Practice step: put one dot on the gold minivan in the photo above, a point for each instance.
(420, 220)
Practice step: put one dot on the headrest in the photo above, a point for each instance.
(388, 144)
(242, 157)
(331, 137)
*-*-*
■ To be done
Convert the material above into a two-column CSV with the headers instruction and points, one row per entry. Put each field in double quotes and replace any line breaks with spaces.

■ Solution for this exercise
instruction,points
"Practice step: put one dot on the gold minivan in the photo above, a point for each instance.","(420, 220)"
"Practice step: put one dot on the headrest in the photo above, a point for each instance.","(388, 144) (242, 157) (331, 137)"